TRY IT: From the entries that follow, extract each line holding the string "large".

SOURCE MATERIAL:
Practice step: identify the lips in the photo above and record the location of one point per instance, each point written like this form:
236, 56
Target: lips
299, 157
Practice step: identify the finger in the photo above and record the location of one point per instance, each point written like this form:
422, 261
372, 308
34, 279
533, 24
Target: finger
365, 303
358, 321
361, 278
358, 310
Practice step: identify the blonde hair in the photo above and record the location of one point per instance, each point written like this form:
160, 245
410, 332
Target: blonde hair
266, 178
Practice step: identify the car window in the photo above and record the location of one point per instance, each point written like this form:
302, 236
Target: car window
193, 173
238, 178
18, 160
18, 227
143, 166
==
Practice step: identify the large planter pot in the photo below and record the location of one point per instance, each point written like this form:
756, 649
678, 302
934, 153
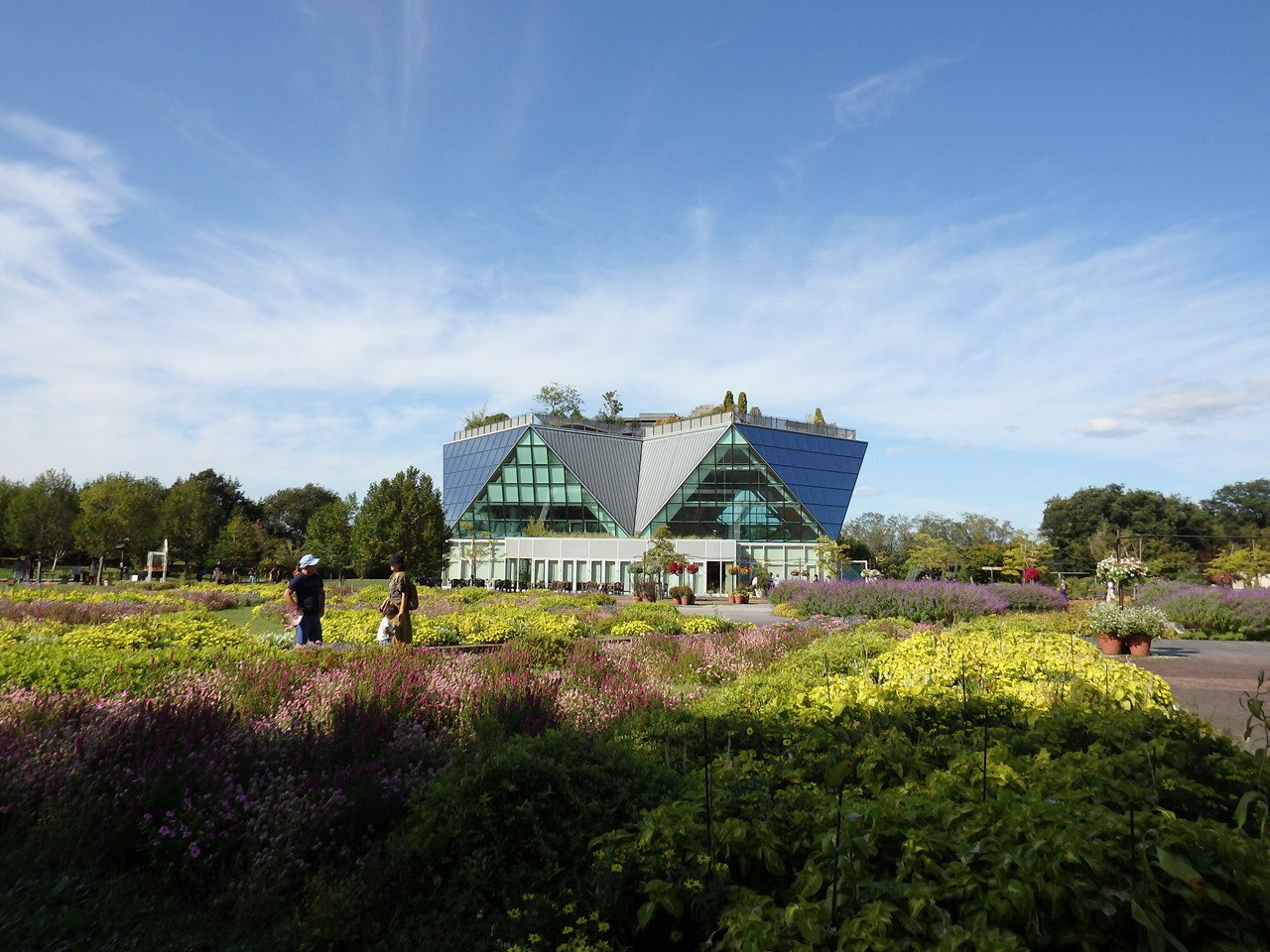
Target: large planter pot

RESPONSE TO THE EXERCISE:
Practice step: identify the large planter pot in the photo below and record the location of one point per instance, each point written like this form:
Target: large planter pot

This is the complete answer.